▶ **Task instructions**:
Each line of the listing is to be copied exactly.

▶ **Study material**:
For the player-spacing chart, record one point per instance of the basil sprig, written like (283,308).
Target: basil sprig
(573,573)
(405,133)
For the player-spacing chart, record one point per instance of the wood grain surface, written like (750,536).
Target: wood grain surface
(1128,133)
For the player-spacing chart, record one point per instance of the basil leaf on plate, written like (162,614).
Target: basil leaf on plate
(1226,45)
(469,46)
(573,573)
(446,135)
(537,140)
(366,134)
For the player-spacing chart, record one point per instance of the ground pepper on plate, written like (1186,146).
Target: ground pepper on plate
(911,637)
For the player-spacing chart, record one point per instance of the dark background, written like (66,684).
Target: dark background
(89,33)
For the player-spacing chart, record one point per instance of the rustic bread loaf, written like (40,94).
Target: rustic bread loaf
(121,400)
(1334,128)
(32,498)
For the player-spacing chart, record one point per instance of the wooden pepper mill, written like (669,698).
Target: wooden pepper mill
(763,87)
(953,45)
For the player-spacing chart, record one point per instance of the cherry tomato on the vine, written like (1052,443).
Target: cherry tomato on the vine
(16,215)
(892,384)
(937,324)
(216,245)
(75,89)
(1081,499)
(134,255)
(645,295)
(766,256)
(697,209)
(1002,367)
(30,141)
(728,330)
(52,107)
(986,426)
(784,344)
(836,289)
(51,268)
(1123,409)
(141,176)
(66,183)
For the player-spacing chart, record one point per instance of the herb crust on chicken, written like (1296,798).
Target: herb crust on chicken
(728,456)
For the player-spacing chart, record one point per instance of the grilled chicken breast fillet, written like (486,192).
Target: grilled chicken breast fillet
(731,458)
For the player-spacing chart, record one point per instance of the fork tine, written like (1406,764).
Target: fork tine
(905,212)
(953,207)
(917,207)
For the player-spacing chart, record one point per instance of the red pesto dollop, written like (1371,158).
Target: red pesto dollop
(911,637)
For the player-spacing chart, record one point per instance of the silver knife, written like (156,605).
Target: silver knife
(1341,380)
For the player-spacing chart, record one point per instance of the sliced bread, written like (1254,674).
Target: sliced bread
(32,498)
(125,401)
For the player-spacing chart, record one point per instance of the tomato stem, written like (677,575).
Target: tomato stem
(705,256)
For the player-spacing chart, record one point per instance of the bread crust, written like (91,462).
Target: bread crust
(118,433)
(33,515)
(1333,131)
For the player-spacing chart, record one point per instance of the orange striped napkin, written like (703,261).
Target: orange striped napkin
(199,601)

▶ **Exercise response**:
For the player-spacing chart, record one point per instance of the basil sprig, written like (283,308).
Target: basil sprig
(573,573)
(405,133)
For the player-spacing chart, record one point per instance of the wood grain surface, written like (750,536).
Target: wood grain surface
(1128,133)
For the player-spacing chart, record one point per instance of the basil leaf on plate, written like (162,614).
Target: basil leaf on plate
(1226,45)
(469,46)
(573,573)
(446,135)
(537,140)
(366,134)
For the player-spacing chart, record one point per instance of the ground pepper on plate, written like (1186,146).
Target: ground pepper on plate
(911,637)
For the player-spacing chart, record one point per instance of the dark background, written like (66,684).
Target: dark background
(89,33)
For the player-spacing chart, record one point per instance of the rustic bread loaf, written like (40,94).
Target: rustic bread loaf
(121,400)
(1334,128)
(32,498)
For the player-spacing chart, record one point per instance of the wooden pepper mill, written like (669,698).
Target: wooden pepper mill
(763,87)
(953,45)
For the player-spacing chart, record one point per instance of the cherry tomato on the vine, written like (1052,443).
Target: cherry tomato on the vine
(16,215)
(892,384)
(937,324)
(216,245)
(75,89)
(1081,499)
(134,255)
(645,295)
(766,256)
(697,209)
(1002,367)
(30,141)
(728,330)
(52,107)
(986,426)
(784,344)
(836,289)
(51,268)
(1123,409)
(141,176)
(66,183)
For the player-spacing chart, record one point per instance of the herb crust on chicken, written like (1296,798).
Target: herb crust on chicken
(728,456)
For the player-spacing chart, record one point per instance of the grilled chicken breast fillet, written like (486,192).
Target: grilled chicken breast fillet
(731,458)
For the player-spacing chart, record one point per instance of the fork tine, written like (1406,764).
Target: fork tine
(905,212)
(953,207)
(917,207)
For the player-spacing chart, record one point per instance of the red pesto dollop, written like (1371,158).
Target: red pesto dollop
(911,637)
For the player-spacing chart, record one point per instance of the silver knife, written like (156,605).
Target: silver knife
(1341,380)
For the player-spacing chart, record one point per instance of the sliced bread, written like (1254,674).
Target: sliced bread
(32,498)
(125,401)
For the player-spacing chart, record one point per instance of the tomato stem, written like (677,575).
Target: tomato stem
(705,256)
For the player-spacing chart, record one point per instance of the bread crust, written like (91,462).
Target: bread crust
(118,433)
(33,515)
(1333,131)
For the player-spacing chart, record one point per instance of the orange striped napkin, written like (703,261).
Target: orange striped napkin
(199,601)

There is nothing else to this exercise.